**Objetivo:** Transcreva integralmente, sem qualquer alteração, o texto a seguir sobre as águas subterrâneas e a "crise da água".

As Águas Subterrâneas
e a "Crise da Água"
A água doce da Terra
- teores de Sólidos Totais Dissolvidos (STD) inferiores a 1000
mg/L - ocorre nas suas partes emersas ou continentes, principalmente.
O seu maior volume de água na forma líquida ocorre invisível
no subsolo (10,36 milhões de km3) e o menor volume está
visível nos rios e lagos (104 mil km3).
Esta visão da água dos rios e lagos incita de tal forma
os profetas da "crise da água" que o relatório
das Nações Unidas sobre População de 2001
assinala que 54% do seu volume correspondem às demandas atuais
de água da humanidade.
Todavia, omite-se que o ciclo hidrológico
proporciona uma renovação permanente das águas
dos rios do mundo, principalmente, de tal forma que a sua descarga média
de longo período é de 43.000 km3/ano. Assim, sem o desperdício
e a degradação dos rios nos níveis nunca imaginados
atuais, não haveria falta de água no mundo e muito menos
"crise de água".

**Dados registrados:**
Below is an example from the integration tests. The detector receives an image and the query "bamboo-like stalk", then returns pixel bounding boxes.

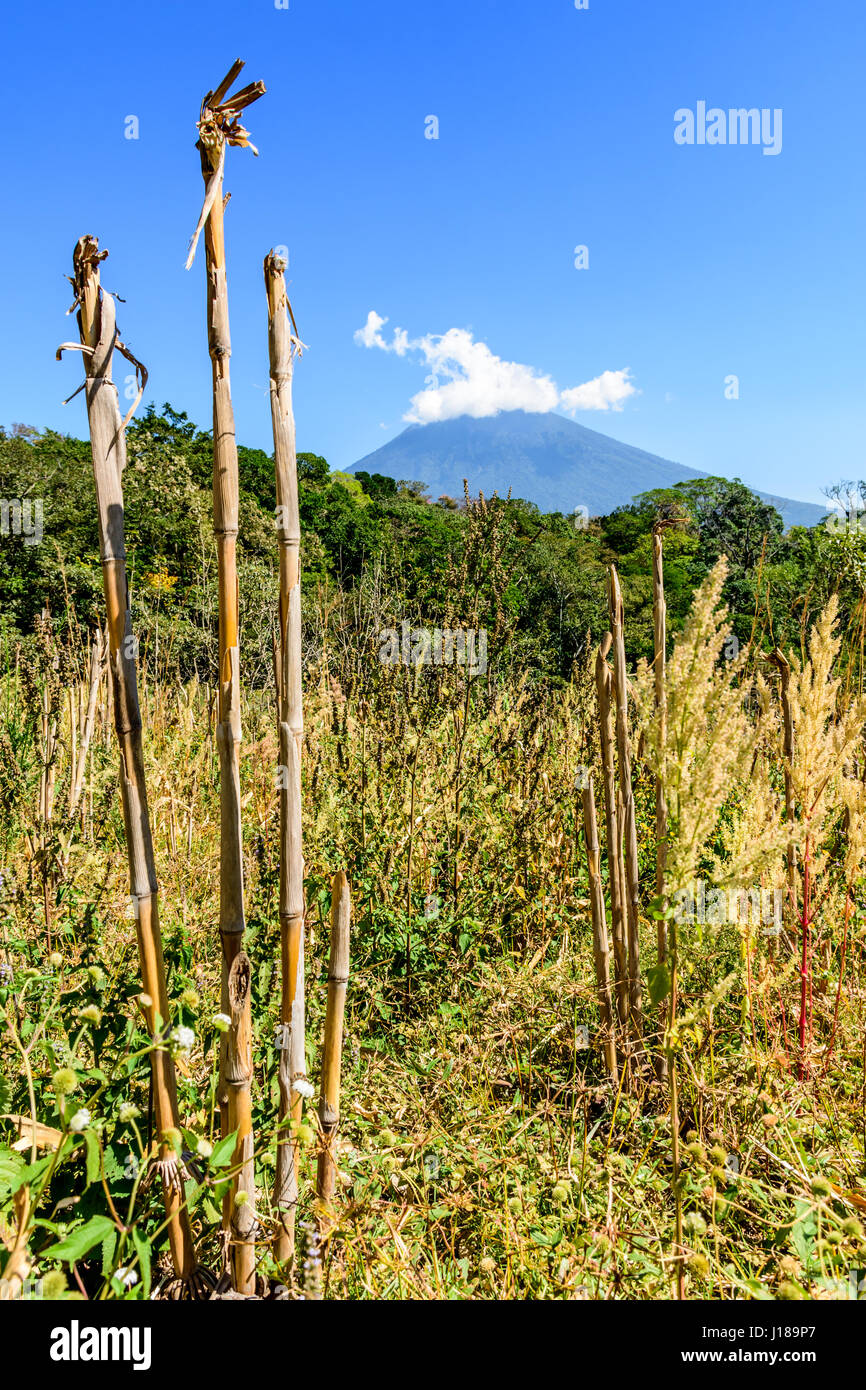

**Solução abaixo:**
As Águas Subterrâneas
e a "Crise da Água"
A água doce da Terra
- teores de Sólidos Totais Dissolvidos (STD) inferiores a 1000
mg/L - ocorre nas suas partes emersas ou continentes, principalmente.
O seu maior volume de água na forma líquida ocorre invisível
no subsolo (10,36 milhões de km3) e o menor volume está
visível nos rios e lagos (104 mil km3).
Esta visão da água dos rios e lagos incita de tal forma
os profetas da "crise da água" que o relatório
das Nações Unidas sobre População de 2001
assinala que 54% do seu volume correspondem às demandas atuais
de água da humanidade.
Todavia, omite-se que o ciclo hidrológico
proporciona uma renovação permanente das águas
dos rios do mundo, principalmente, de tal forma que a sua descarga média
de longo período é de 43.000 km3/ano. Assim, sem o desperdício
e a degradação dos rios nos níveis nunca imaginados
atuais, não haveria falta de água no mundo e muito menos
"crise de água".